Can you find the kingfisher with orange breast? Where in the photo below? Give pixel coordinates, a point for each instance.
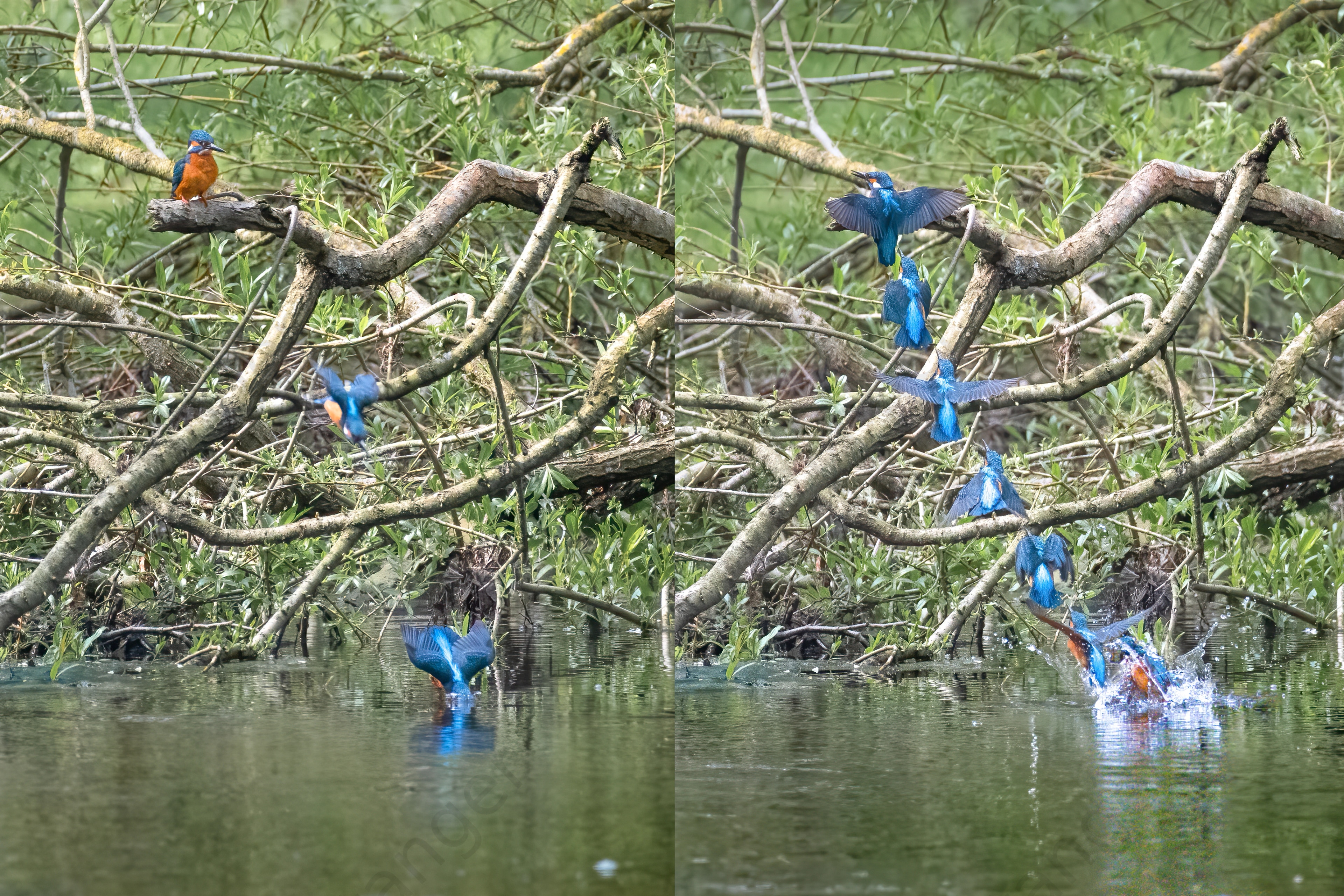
(195, 173)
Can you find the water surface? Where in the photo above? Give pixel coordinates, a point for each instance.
(343, 774)
(999, 776)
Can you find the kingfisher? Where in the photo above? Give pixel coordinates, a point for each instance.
(195, 173)
(344, 402)
(885, 214)
(451, 659)
(1147, 671)
(1038, 559)
(987, 492)
(1085, 644)
(944, 390)
(906, 303)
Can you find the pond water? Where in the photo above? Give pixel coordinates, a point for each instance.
(343, 773)
(1000, 776)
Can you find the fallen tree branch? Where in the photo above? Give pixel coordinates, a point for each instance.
(224, 56)
(784, 307)
(603, 394)
(1310, 618)
(941, 59)
(901, 414)
(335, 554)
(648, 460)
(579, 38)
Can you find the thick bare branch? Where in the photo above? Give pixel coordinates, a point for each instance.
(144, 472)
(205, 53)
(353, 264)
(603, 394)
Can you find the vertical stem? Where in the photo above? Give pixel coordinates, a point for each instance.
(83, 66)
(1112, 463)
(814, 125)
(757, 62)
(142, 132)
(512, 453)
(734, 226)
(1170, 358)
(58, 229)
(343, 545)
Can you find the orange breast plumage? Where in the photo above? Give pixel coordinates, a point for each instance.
(198, 176)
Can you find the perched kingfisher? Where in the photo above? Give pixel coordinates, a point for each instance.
(1147, 671)
(195, 173)
(885, 214)
(987, 492)
(1038, 559)
(452, 659)
(906, 303)
(1084, 643)
(944, 390)
(346, 402)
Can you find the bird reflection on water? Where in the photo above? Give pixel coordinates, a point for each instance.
(454, 730)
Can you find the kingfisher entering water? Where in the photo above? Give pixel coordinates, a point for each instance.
(452, 659)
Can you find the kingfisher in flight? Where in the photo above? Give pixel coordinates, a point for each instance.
(1147, 672)
(885, 214)
(944, 391)
(346, 402)
(987, 492)
(449, 657)
(195, 173)
(1085, 644)
(906, 303)
(1038, 559)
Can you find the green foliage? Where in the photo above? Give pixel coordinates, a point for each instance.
(362, 156)
(1040, 156)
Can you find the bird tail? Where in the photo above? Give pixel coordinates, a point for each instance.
(888, 250)
(420, 640)
(475, 651)
(1043, 589)
(945, 428)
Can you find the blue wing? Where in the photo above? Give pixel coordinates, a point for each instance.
(363, 390)
(979, 390)
(425, 652)
(1117, 629)
(923, 206)
(335, 386)
(896, 299)
(475, 651)
(1096, 665)
(859, 213)
(1013, 500)
(1057, 556)
(1155, 665)
(1027, 558)
(181, 166)
(926, 390)
(967, 499)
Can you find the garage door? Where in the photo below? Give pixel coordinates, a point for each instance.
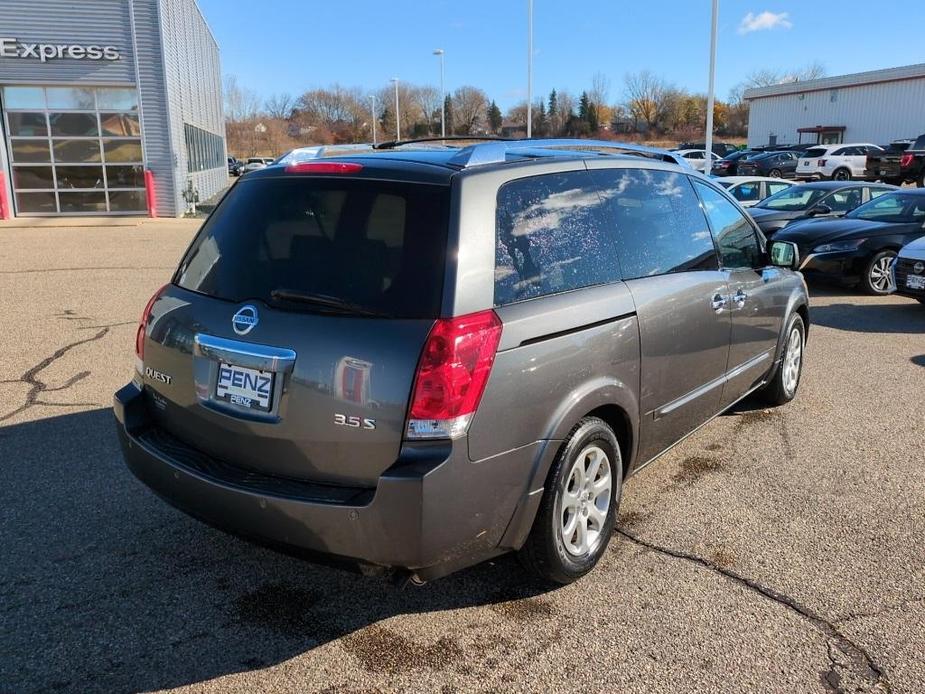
(74, 150)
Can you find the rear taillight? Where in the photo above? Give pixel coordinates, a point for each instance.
(324, 167)
(452, 374)
(142, 327)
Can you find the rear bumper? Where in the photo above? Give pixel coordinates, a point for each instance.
(433, 512)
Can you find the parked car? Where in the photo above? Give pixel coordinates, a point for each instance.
(697, 158)
(817, 199)
(326, 371)
(773, 164)
(836, 162)
(860, 247)
(750, 190)
(722, 149)
(909, 270)
(255, 164)
(902, 162)
(728, 165)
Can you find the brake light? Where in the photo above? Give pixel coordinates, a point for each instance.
(324, 167)
(142, 326)
(451, 375)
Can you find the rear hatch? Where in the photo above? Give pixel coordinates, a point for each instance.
(808, 164)
(289, 338)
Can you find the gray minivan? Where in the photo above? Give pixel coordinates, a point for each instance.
(418, 359)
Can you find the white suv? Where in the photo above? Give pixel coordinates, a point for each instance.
(838, 162)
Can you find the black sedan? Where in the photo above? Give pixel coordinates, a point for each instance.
(818, 199)
(860, 247)
(781, 164)
(728, 165)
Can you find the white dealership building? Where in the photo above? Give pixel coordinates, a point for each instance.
(877, 107)
(108, 107)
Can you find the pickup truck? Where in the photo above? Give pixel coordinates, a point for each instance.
(902, 162)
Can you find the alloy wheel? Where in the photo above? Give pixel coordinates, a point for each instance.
(585, 501)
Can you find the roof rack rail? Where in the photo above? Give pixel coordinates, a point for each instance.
(390, 144)
(496, 152)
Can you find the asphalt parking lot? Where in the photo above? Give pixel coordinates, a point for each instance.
(773, 551)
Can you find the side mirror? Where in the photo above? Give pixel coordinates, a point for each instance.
(784, 254)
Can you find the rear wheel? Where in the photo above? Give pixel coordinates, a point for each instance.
(878, 275)
(579, 507)
(783, 386)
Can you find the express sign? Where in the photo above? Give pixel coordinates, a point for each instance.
(11, 48)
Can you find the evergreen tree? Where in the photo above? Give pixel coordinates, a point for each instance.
(494, 117)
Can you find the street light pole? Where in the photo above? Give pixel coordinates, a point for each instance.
(439, 51)
(372, 98)
(710, 89)
(530, 68)
(397, 114)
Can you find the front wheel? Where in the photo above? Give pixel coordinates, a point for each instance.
(783, 386)
(579, 507)
(878, 274)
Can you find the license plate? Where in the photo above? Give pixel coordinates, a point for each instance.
(250, 388)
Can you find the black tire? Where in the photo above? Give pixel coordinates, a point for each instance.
(872, 280)
(780, 389)
(544, 554)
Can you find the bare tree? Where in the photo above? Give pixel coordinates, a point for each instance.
(241, 103)
(279, 106)
(648, 97)
(469, 109)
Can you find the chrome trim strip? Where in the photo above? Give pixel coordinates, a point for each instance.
(247, 354)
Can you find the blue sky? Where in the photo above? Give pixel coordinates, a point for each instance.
(293, 45)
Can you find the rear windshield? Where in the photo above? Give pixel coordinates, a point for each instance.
(374, 244)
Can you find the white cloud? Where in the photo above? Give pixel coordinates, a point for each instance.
(764, 21)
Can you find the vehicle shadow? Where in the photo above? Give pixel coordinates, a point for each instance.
(906, 317)
(106, 588)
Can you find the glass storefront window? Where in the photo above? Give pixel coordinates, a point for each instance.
(127, 201)
(77, 151)
(120, 124)
(122, 150)
(28, 124)
(23, 97)
(36, 202)
(83, 202)
(25, 177)
(75, 98)
(79, 176)
(125, 176)
(117, 99)
(73, 124)
(30, 151)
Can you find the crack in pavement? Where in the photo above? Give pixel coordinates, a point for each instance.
(854, 657)
(37, 386)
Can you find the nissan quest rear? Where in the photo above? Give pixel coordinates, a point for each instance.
(418, 359)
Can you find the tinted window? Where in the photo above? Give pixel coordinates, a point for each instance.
(380, 245)
(735, 237)
(552, 236)
(660, 226)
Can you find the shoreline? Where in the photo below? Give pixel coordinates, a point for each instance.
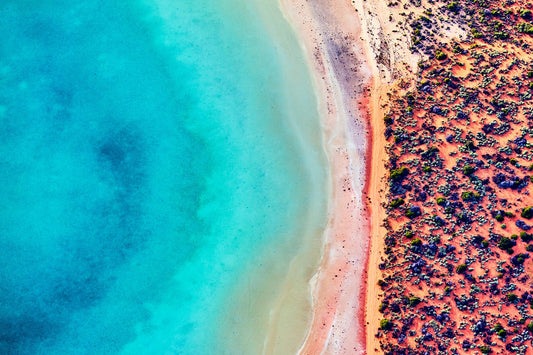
(329, 36)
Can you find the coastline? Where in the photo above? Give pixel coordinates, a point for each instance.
(329, 36)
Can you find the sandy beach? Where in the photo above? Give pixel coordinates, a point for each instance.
(330, 36)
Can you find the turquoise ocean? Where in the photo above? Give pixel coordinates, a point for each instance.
(162, 178)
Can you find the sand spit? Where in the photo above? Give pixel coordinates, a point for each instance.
(330, 36)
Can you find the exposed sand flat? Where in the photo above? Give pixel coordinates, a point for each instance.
(329, 32)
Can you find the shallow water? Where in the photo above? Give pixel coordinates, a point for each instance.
(150, 168)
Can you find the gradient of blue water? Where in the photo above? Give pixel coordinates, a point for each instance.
(144, 159)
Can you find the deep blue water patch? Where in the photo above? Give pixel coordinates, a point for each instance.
(143, 157)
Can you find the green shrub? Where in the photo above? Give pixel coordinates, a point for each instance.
(469, 196)
(530, 327)
(399, 174)
(385, 324)
(511, 297)
(461, 268)
(524, 28)
(526, 237)
(470, 146)
(453, 6)
(468, 170)
(416, 242)
(414, 301)
(505, 243)
(440, 55)
(397, 202)
(524, 13)
(527, 212)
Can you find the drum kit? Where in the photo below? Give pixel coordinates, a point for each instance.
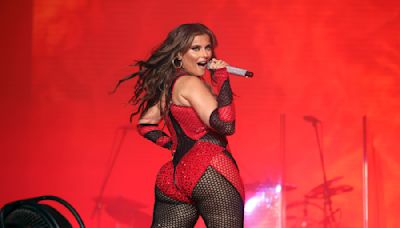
(314, 210)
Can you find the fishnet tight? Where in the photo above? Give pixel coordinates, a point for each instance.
(215, 199)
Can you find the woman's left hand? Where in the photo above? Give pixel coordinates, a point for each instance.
(217, 64)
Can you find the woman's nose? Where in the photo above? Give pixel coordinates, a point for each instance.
(205, 53)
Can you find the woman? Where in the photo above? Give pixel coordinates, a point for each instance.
(202, 178)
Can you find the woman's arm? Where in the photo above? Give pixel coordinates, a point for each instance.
(148, 127)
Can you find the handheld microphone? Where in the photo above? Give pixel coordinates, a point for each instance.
(236, 71)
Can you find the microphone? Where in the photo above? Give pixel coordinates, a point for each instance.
(236, 71)
(311, 119)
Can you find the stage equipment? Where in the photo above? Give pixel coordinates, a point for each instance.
(329, 213)
(31, 213)
(264, 205)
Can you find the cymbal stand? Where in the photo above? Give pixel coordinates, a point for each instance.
(328, 220)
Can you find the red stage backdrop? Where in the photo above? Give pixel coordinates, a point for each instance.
(65, 135)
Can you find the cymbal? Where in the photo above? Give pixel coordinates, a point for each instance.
(303, 203)
(318, 192)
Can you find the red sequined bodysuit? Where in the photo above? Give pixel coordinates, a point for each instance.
(197, 148)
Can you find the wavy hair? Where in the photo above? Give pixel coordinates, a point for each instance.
(157, 73)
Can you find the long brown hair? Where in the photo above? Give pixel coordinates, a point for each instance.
(157, 73)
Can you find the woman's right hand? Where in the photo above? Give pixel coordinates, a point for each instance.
(217, 64)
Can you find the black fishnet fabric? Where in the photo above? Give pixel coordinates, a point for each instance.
(218, 202)
(214, 138)
(169, 213)
(224, 98)
(185, 143)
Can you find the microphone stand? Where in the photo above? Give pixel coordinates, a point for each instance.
(98, 202)
(327, 197)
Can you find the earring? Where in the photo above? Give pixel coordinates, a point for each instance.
(175, 64)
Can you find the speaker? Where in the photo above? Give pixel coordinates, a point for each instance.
(31, 213)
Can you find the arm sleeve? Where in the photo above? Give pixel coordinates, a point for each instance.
(222, 119)
(153, 133)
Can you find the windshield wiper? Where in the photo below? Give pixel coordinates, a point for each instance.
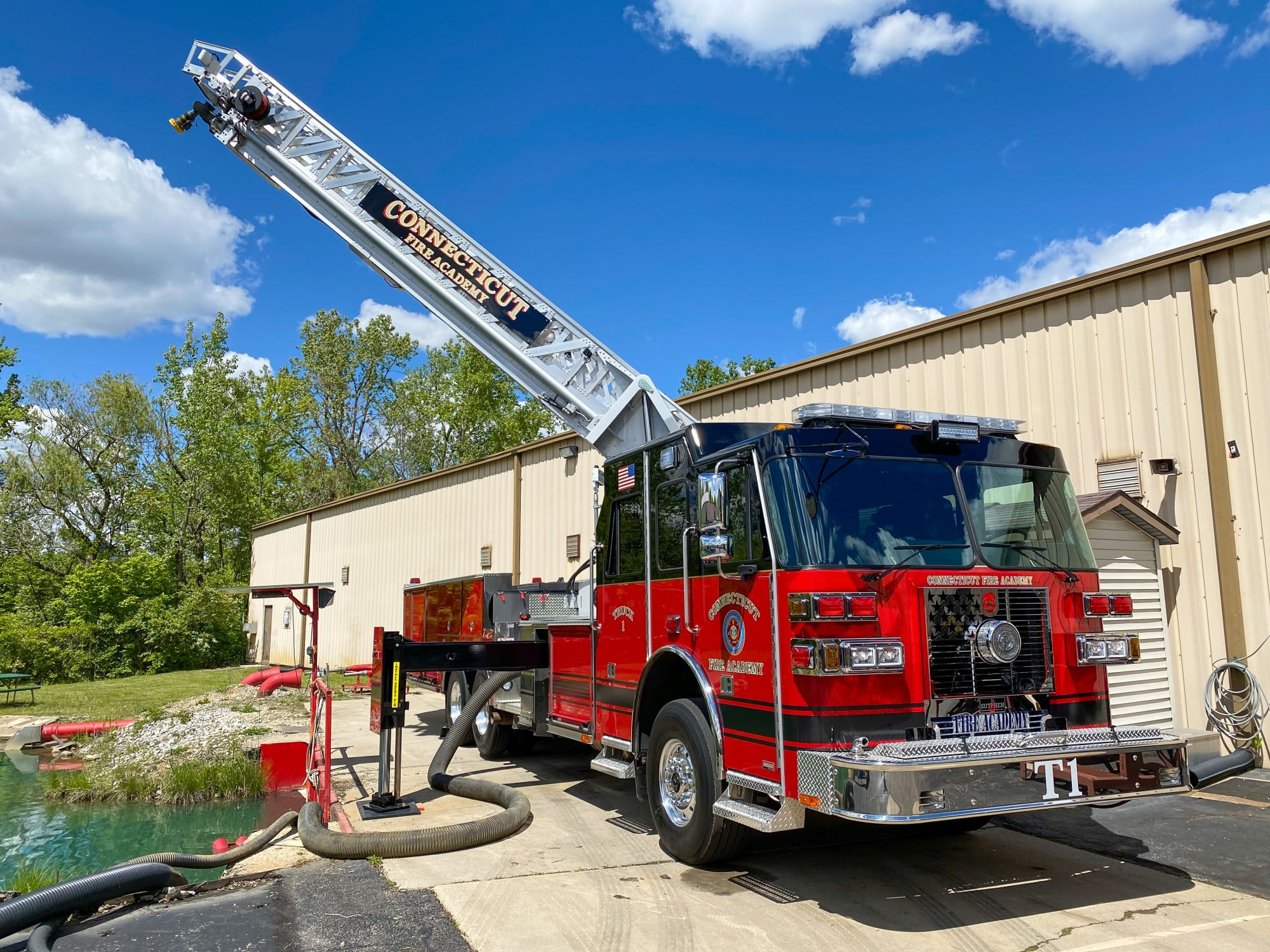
(914, 553)
(1038, 554)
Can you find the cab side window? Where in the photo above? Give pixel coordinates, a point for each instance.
(672, 516)
(745, 516)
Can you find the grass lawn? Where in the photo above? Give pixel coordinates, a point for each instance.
(121, 699)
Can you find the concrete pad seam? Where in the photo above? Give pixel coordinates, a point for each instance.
(1126, 917)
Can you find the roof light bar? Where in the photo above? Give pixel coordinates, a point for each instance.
(855, 413)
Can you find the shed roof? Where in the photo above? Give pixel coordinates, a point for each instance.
(1095, 505)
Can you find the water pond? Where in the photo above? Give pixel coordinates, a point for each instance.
(82, 838)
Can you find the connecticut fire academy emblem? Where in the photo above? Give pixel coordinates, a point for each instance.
(733, 633)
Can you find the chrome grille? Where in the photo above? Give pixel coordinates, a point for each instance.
(957, 671)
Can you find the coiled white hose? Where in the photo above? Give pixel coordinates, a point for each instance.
(1236, 713)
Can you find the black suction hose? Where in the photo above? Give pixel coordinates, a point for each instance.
(84, 893)
(41, 939)
(434, 840)
(196, 861)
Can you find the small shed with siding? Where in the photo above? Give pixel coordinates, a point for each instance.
(1127, 538)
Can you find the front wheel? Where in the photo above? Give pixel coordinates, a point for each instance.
(457, 699)
(492, 739)
(683, 785)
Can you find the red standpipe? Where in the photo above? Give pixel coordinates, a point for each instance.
(62, 732)
(257, 677)
(284, 680)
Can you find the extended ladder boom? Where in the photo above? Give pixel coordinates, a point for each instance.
(416, 248)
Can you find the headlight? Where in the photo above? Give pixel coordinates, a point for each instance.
(1108, 649)
(864, 657)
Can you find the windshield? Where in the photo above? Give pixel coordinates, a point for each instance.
(836, 511)
(1027, 517)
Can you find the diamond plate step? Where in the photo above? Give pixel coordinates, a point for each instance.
(614, 767)
(763, 818)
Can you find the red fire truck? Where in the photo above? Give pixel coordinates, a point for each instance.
(882, 615)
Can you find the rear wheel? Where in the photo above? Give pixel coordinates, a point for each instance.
(492, 739)
(457, 697)
(683, 786)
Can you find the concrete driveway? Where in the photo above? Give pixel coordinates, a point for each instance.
(586, 874)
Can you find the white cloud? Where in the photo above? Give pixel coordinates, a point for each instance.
(758, 31)
(885, 315)
(251, 365)
(1132, 34)
(96, 241)
(1255, 37)
(1070, 258)
(426, 329)
(909, 36)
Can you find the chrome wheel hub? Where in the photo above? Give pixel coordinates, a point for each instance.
(678, 784)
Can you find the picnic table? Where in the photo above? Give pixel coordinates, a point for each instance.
(13, 685)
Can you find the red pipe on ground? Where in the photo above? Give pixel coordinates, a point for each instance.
(62, 732)
(257, 677)
(284, 680)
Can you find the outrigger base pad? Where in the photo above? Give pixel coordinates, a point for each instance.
(403, 808)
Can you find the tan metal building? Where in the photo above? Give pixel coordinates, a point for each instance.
(1151, 376)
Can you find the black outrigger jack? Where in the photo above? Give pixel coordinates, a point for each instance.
(396, 658)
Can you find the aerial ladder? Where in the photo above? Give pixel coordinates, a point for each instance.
(420, 251)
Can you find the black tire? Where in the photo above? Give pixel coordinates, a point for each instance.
(523, 743)
(458, 695)
(692, 835)
(492, 739)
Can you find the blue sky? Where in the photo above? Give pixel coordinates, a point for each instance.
(686, 178)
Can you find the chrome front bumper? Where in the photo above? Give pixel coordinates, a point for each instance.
(935, 780)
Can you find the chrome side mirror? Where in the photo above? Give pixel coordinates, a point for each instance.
(711, 492)
(717, 548)
(713, 535)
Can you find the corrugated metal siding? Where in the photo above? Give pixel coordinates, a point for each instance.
(1240, 290)
(277, 557)
(1104, 374)
(556, 503)
(1128, 563)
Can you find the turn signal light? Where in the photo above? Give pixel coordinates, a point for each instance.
(806, 607)
(864, 606)
(1098, 606)
(831, 606)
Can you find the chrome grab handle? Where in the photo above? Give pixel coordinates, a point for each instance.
(688, 605)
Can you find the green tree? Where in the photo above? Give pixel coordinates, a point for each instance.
(705, 374)
(11, 398)
(223, 460)
(459, 407)
(347, 378)
(74, 483)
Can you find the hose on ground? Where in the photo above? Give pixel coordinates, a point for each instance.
(84, 893)
(434, 840)
(196, 861)
(41, 939)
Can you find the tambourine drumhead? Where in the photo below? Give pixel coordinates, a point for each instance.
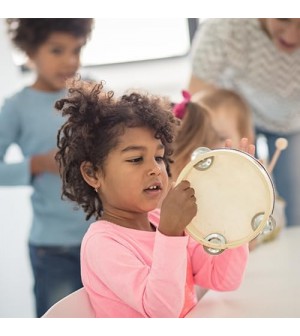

————————

▶ **Exercise objective**:
Write out the stretch of rows from the line containing "Can you find the red fire" through the line containing "(1151, 376)", both ends included.

▶ **Output below**:
Can you find the red fire truck? Where in the photo above? Give pixel coordinates, a point for each instance.
(882, 615)
Can you find the rear wheel? Where in the photo above? Give pixel coordinates, a point for each instance.
(492, 739)
(457, 697)
(683, 786)
Can you find the concrete driveway? Where in the photo above? Give pixel coordinates, a point for each instance.
(586, 874)
Can you find the white cloud? Where in the photo above? Give pixel coordinates, a point for each instance.
(758, 31)
(885, 315)
(251, 365)
(1132, 34)
(96, 241)
(1255, 37)
(1070, 258)
(426, 329)
(909, 36)
Can you find the chrome wheel hub? Where in the photo above? Give pixel coordinates, a point for each instance.
(678, 784)
Can you find the picnic table? Where in the photo above? Give pixel coordinates, a point for each instance.
(13, 685)
Can you find the red pipe on ground? Where in the photo above? Give pixel coordinates, a point for each instance.
(62, 732)
(257, 677)
(284, 680)
Can you find the outrigger base pad? Where in the photo above? Give pixel coordinates, a point for each instance.
(403, 808)
Can you find the tan metal building? Where in the photo above? Give pixel coordinates, a point for each instance.
(1151, 376)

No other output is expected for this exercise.